Start of Excerpted records

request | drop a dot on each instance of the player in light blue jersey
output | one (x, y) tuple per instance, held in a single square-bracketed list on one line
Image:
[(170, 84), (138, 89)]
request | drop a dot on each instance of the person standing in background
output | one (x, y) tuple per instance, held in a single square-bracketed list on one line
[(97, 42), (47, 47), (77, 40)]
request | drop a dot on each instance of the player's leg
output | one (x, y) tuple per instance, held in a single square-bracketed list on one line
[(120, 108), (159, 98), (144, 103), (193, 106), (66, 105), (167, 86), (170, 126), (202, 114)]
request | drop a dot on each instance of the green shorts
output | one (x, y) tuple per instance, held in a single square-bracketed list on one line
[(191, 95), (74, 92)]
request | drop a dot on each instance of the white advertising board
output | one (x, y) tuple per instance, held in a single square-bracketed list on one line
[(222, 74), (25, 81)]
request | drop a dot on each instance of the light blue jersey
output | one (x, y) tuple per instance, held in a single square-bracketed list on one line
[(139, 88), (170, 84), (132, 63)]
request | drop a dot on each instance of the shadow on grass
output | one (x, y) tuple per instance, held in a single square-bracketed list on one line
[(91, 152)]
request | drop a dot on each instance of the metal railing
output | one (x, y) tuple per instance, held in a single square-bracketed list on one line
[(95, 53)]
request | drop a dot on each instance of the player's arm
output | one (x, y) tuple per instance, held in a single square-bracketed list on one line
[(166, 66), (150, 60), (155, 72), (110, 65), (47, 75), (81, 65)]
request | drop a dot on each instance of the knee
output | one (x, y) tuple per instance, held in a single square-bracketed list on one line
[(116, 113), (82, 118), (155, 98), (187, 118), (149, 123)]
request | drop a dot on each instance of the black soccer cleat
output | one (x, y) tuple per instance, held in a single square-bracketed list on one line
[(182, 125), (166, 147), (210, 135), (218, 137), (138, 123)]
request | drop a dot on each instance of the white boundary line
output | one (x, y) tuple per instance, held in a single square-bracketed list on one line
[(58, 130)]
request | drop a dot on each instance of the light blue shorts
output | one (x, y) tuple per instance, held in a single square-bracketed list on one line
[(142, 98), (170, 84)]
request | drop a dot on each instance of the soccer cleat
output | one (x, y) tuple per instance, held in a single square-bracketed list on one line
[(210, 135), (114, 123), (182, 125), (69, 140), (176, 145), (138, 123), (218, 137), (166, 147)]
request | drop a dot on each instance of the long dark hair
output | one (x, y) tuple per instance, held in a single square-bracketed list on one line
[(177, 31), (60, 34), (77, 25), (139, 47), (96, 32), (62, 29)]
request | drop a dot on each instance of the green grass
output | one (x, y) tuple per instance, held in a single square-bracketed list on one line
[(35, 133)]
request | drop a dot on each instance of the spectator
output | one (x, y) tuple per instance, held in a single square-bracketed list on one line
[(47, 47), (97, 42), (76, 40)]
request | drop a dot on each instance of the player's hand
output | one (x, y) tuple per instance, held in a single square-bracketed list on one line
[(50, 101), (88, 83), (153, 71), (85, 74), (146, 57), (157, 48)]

End of Excerpted records
Start of Excerpted records

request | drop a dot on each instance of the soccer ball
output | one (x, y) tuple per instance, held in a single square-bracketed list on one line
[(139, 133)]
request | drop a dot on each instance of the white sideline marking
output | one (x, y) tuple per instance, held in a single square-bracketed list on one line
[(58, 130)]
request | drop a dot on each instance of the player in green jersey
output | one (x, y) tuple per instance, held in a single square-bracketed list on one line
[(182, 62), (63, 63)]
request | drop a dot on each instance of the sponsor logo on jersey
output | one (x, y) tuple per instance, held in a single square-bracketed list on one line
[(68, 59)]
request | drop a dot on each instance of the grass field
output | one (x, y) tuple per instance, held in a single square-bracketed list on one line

End of Excerpted records

◆ **What you are asked to do**
Tell how many lines in the records above carry the word "blue". Only the number should appear in the reply.

◆ **Finished exercise**
3